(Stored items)
══════════════════════════════
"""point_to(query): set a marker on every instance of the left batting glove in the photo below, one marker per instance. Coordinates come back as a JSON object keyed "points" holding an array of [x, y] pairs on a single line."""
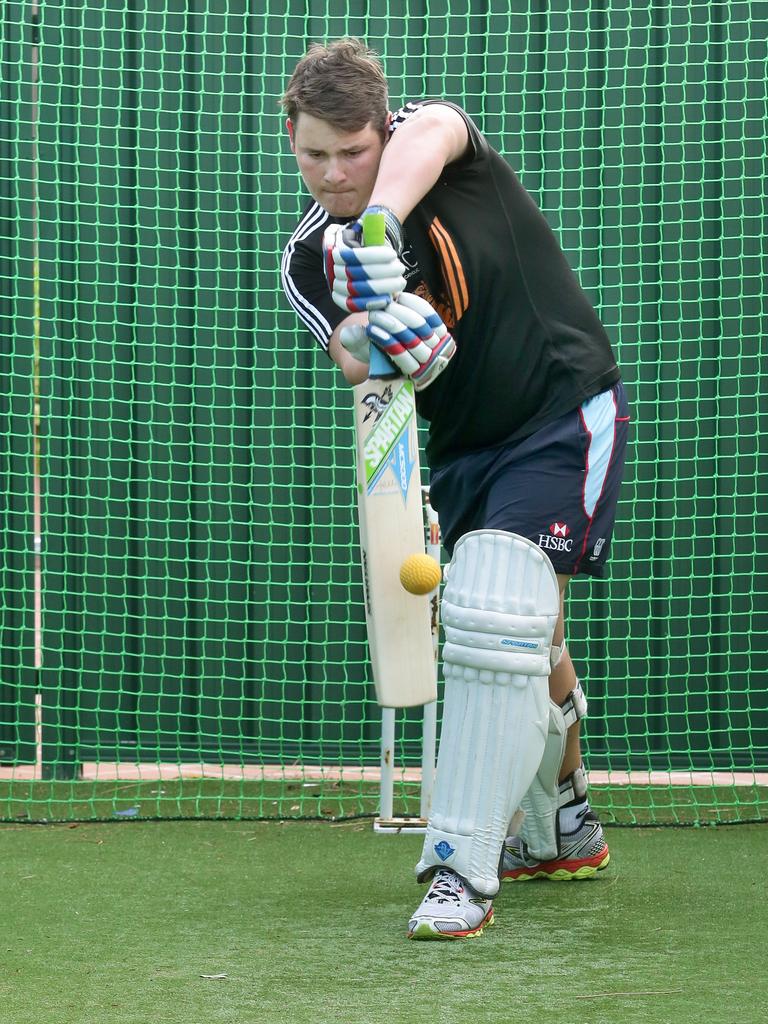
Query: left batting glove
{"points": [[360, 278], [414, 337]]}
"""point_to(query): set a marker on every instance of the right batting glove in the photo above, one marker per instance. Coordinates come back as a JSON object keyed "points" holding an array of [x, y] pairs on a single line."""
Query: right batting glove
{"points": [[361, 278], [414, 337]]}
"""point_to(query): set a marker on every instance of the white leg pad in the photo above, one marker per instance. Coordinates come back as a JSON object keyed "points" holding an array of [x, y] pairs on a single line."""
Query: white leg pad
{"points": [[499, 609], [546, 796]]}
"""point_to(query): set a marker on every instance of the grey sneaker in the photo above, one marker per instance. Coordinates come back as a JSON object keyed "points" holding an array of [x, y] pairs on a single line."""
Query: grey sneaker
{"points": [[452, 909], [583, 854]]}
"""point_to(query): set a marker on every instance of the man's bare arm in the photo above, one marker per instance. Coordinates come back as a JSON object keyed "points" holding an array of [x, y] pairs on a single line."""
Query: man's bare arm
{"points": [[416, 156]]}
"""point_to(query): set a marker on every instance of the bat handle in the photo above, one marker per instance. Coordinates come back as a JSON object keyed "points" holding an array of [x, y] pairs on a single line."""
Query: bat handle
{"points": [[374, 233]]}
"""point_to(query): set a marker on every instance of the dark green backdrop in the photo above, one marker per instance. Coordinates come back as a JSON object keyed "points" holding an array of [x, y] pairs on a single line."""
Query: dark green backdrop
{"points": [[201, 587]]}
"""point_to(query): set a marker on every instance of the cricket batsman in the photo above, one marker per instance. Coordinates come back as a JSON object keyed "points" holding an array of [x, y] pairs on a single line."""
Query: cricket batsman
{"points": [[473, 298]]}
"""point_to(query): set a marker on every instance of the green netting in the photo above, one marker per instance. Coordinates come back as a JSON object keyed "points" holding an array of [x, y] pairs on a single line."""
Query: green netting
{"points": [[196, 603]]}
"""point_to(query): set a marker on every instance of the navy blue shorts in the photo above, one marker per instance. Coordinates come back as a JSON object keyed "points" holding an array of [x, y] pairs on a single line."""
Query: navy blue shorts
{"points": [[557, 487]]}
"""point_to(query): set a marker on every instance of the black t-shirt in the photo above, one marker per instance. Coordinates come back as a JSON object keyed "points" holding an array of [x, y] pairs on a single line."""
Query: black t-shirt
{"points": [[529, 345]]}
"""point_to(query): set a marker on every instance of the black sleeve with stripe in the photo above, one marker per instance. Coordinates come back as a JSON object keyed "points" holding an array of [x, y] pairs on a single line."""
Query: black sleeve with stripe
{"points": [[303, 279]]}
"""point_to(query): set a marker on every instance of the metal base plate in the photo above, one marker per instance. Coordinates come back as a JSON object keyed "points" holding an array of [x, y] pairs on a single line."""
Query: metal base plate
{"points": [[394, 826]]}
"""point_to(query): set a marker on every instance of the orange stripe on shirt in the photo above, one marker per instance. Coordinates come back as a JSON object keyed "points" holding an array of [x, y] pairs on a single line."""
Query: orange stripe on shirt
{"points": [[453, 271]]}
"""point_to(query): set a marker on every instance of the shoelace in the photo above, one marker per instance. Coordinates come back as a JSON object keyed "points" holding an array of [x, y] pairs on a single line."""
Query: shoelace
{"points": [[445, 889]]}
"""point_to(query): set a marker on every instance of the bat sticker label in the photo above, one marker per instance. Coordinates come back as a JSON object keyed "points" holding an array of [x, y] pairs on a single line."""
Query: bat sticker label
{"points": [[389, 443]]}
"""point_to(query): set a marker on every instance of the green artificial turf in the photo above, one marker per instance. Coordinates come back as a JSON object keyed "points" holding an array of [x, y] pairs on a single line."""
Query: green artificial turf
{"points": [[119, 923]]}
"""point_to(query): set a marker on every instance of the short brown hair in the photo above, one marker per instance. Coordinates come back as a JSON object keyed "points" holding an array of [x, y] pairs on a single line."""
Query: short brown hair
{"points": [[342, 83]]}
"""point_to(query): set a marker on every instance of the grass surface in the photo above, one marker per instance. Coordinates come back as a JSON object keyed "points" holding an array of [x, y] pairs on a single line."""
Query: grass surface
{"points": [[117, 924]]}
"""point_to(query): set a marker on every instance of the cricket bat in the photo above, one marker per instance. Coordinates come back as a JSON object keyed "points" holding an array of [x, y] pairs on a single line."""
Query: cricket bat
{"points": [[391, 524]]}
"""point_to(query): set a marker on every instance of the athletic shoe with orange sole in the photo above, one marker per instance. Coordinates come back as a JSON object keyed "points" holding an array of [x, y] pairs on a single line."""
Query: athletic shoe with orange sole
{"points": [[452, 909], [583, 854]]}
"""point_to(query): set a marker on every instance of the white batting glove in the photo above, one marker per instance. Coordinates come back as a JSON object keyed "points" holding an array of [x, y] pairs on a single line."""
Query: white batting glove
{"points": [[414, 337], [360, 278], [356, 342]]}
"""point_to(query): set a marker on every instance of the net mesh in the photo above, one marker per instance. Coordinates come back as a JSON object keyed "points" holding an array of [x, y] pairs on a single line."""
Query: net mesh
{"points": [[181, 631]]}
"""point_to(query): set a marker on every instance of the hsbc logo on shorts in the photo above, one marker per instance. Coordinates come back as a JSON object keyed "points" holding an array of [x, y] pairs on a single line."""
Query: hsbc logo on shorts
{"points": [[557, 539]]}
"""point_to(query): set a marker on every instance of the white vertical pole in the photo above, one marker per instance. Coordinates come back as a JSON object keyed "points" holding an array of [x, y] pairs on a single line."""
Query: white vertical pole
{"points": [[429, 728], [386, 785]]}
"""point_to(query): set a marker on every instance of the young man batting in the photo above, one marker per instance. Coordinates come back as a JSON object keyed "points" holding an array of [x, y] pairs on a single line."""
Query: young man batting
{"points": [[475, 301]]}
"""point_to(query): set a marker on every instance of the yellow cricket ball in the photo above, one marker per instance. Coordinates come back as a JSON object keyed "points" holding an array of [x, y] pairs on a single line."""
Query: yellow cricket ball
{"points": [[420, 573]]}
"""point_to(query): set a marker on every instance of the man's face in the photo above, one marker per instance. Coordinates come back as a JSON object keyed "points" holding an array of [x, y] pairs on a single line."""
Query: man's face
{"points": [[339, 168]]}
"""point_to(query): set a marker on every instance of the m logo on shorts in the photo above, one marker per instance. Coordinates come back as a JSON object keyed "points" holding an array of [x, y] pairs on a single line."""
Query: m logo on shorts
{"points": [[557, 538]]}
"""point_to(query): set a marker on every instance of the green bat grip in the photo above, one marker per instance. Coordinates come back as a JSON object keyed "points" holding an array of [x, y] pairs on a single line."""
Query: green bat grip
{"points": [[374, 229], [374, 233]]}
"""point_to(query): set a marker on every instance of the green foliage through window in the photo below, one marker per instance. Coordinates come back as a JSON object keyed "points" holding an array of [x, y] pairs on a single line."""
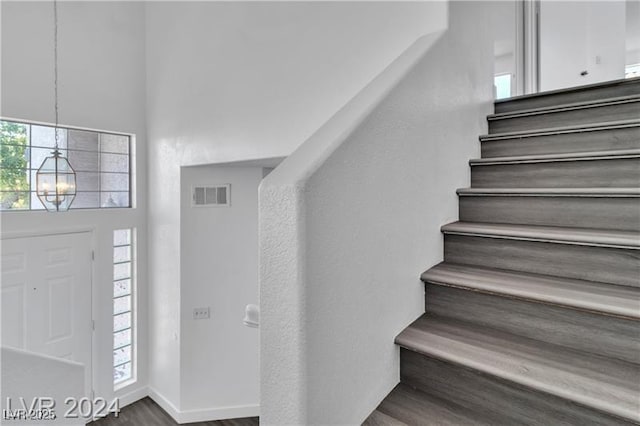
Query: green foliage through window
{"points": [[102, 162], [14, 151]]}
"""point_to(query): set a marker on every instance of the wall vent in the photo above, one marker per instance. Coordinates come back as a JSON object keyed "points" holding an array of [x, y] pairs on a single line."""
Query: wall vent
{"points": [[211, 196]]}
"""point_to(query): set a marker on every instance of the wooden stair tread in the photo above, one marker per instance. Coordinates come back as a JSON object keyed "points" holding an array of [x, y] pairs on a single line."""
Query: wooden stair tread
{"points": [[579, 294], [579, 128], [565, 107], [604, 384], [408, 406], [552, 234], [552, 192], [545, 158]]}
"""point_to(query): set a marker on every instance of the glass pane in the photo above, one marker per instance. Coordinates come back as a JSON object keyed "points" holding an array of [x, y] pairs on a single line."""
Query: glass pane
{"points": [[114, 181], [122, 304], [121, 254], [14, 162], [122, 373], [86, 200], [83, 140], [122, 321], [14, 200], [121, 288], [84, 160], [122, 355], [121, 237], [121, 271], [114, 163], [121, 338], [88, 181], [35, 201], [114, 143], [115, 199]]}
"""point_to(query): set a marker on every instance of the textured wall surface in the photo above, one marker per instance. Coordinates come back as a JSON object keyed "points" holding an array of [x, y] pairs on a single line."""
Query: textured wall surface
{"points": [[234, 81], [219, 270], [351, 219], [101, 86]]}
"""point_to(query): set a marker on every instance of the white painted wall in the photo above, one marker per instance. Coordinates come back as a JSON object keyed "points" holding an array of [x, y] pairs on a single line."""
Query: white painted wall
{"points": [[230, 81], [101, 75], [30, 376], [219, 270], [632, 11], [350, 220], [573, 34]]}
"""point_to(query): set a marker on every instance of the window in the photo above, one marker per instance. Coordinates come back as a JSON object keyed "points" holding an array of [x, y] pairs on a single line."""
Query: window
{"points": [[102, 163], [123, 307], [502, 86]]}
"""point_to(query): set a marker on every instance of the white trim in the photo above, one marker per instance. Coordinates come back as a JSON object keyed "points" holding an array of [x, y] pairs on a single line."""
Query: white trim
{"points": [[519, 53], [133, 396], [220, 413], [61, 125], [164, 403], [11, 235], [205, 414], [531, 47]]}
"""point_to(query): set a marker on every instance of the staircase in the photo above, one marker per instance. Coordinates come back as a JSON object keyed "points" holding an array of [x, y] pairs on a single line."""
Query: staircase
{"points": [[533, 318]]}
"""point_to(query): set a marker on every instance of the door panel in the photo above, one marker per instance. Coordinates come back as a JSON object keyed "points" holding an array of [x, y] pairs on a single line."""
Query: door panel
{"points": [[46, 296]]}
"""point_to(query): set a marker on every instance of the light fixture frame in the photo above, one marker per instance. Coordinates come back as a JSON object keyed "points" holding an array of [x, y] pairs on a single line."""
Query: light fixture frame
{"points": [[56, 173]]}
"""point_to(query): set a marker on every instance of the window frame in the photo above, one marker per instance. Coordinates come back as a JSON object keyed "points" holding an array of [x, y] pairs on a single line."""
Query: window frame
{"points": [[130, 163], [133, 309]]}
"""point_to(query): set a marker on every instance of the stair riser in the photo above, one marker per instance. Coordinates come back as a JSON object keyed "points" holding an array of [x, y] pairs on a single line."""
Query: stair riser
{"points": [[601, 264], [596, 114], [487, 394], [622, 172], [600, 140], [599, 334], [624, 88], [583, 212]]}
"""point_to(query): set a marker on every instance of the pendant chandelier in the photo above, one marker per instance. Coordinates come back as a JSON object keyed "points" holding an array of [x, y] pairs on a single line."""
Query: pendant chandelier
{"points": [[56, 179]]}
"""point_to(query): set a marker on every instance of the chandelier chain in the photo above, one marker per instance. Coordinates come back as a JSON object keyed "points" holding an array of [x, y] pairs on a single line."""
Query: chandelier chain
{"points": [[55, 65]]}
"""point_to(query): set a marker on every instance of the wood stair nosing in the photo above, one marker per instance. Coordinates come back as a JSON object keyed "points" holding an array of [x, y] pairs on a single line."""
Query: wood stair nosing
{"points": [[574, 156], [406, 405], [511, 403], [590, 296], [551, 192], [610, 336], [549, 234], [601, 90], [580, 128], [592, 381], [620, 100]]}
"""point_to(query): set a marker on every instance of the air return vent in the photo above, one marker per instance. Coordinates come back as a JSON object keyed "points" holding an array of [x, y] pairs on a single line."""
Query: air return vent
{"points": [[211, 196]]}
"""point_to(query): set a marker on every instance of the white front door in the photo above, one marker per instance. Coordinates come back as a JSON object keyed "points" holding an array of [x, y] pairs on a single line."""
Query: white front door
{"points": [[46, 296]]}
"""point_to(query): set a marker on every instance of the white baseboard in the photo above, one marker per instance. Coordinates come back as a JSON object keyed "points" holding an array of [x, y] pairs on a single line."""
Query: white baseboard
{"points": [[133, 396], [164, 403], [201, 415]]}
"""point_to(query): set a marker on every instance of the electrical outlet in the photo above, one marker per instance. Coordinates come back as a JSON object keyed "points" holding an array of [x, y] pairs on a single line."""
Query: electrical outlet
{"points": [[201, 313]]}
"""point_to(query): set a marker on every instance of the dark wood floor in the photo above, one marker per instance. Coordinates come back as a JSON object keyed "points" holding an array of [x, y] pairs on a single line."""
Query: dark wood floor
{"points": [[147, 413]]}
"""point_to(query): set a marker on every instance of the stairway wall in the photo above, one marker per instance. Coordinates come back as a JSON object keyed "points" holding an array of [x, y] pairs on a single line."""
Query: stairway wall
{"points": [[339, 220]]}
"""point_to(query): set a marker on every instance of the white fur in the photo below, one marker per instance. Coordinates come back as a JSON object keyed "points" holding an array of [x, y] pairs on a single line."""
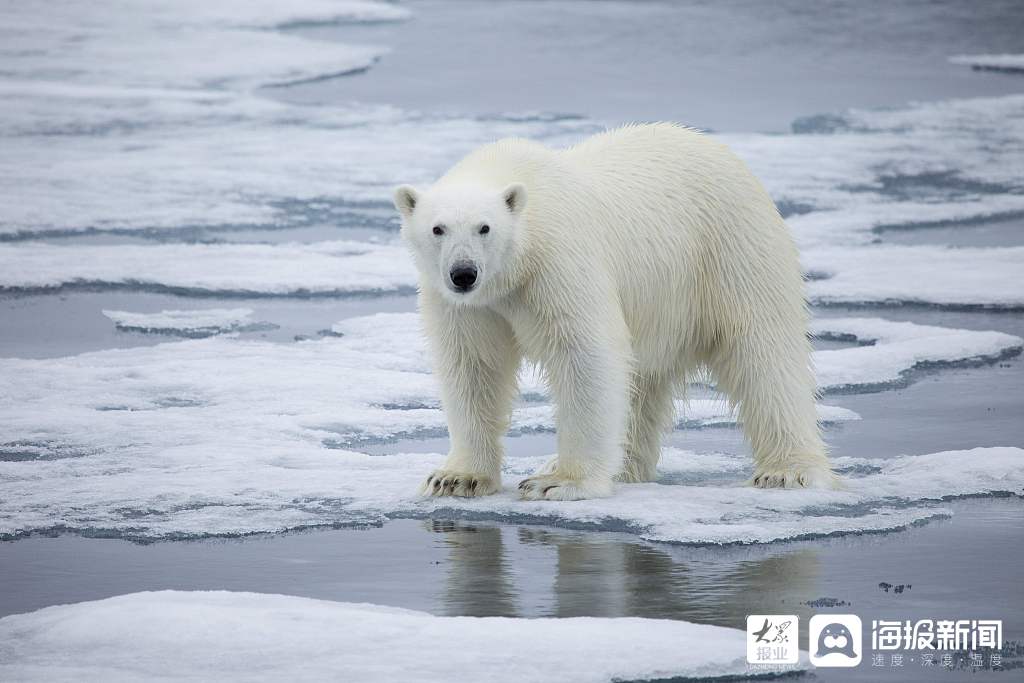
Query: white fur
{"points": [[624, 266]]}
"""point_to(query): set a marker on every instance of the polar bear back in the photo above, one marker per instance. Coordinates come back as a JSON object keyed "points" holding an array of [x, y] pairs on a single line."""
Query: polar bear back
{"points": [[663, 218]]}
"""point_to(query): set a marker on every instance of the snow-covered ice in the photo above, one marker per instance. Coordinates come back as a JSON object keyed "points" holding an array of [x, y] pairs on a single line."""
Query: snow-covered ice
{"points": [[877, 273], [200, 323], [926, 274], [889, 350], [262, 637], [1012, 62], [323, 267], [224, 435]]}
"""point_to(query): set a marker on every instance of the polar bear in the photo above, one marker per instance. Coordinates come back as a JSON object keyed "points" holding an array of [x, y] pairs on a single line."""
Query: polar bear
{"points": [[623, 266]]}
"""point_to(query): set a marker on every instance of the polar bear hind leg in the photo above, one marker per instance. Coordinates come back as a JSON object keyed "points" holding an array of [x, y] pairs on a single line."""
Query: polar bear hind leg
{"points": [[772, 382], [650, 416]]}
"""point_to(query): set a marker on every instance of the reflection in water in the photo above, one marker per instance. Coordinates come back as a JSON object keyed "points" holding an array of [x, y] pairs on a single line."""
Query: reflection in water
{"points": [[478, 581], [599, 574]]}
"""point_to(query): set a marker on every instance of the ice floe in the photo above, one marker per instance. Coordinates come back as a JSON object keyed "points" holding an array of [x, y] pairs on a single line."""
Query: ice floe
{"points": [[1012, 62], [201, 323], [324, 267], [890, 350], [253, 636], [974, 278], [148, 121], [877, 273], [224, 435]]}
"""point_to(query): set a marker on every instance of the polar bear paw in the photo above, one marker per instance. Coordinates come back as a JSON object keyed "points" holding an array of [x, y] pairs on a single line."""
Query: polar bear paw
{"points": [[465, 484], [552, 486], [798, 476]]}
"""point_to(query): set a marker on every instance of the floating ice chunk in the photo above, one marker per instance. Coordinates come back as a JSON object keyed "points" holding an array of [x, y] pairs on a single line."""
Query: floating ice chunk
{"points": [[925, 274], [188, 44], [892, 349], [286, 637], [201, 323], [1012, 62], [236, 433], [326, 267]]}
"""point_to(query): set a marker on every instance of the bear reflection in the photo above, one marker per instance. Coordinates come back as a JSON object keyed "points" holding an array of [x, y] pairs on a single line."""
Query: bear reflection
{"points": [[491, 568]]}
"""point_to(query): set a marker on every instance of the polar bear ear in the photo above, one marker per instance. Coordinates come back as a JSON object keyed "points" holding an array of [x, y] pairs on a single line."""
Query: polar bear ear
{"points": [[406, 199], [515, 198]]}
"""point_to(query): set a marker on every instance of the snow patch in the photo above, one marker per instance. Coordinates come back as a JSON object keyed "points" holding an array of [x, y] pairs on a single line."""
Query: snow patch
{"points": [[922, 274], [274, 637], [325, 267], [237, 434], [202, 323]]}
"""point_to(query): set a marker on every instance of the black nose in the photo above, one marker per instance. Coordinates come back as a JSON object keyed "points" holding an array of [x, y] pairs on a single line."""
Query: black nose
{"points": [[463, 276]]}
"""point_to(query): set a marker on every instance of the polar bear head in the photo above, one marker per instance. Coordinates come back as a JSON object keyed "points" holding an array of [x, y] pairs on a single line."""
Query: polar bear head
{"points": [[465, 238]]}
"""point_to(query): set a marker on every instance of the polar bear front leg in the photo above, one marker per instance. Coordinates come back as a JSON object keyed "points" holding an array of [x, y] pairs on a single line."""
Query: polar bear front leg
{"points": [[476, 359], [588, 371]]}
══════════════════════════════
### REQUIRED WORK:
Taking the line that contains "Query: polar bear ear" as the first, reproduce every line through the end of the entries exactly.

### ANSWER TO THIS EXERCISE:
Query: polar bear ear
{"points": [[406, 199], [515, 198]]}
"""point_to(query): set a marker on every instance of the snow patch in the photo above, one marker per instance. Coordinates come back as a JSON object keyed "points" holding an array of [x, y] pairs on a single line."""
Query: snow patch
{"points": [[922, 274], [274, 637], [325, 267], [237, 434], [202, 323]]}
"""point_to(query): set a marker on every instance of the black nose in the photo above, one marker per instance. Coordinates come back as a JSON object keyed "points" holding an array of [x, y] pairs on a single line."""
Query: black nose
{"points": [[463, 276]]}
"""point_to(query): set a marker on every instance of the polar bear head in the photo above, one marker per instance. Coordinates come back as a JSON object keyed "points" holding an array of [x, y] pairs on a single line."""
Query: polar bear head
{"points": [[465, 238]]}
"""point_to(query): set a marker on every instance of the polar bear front leg in the photo above, one marker per instance. Coordinates come back as a JSON object keyed "points" holding an array of [x, y] pairs on a single line."""
Query: polar bear front leg
{"points": [[476, 359], [588, 371]]}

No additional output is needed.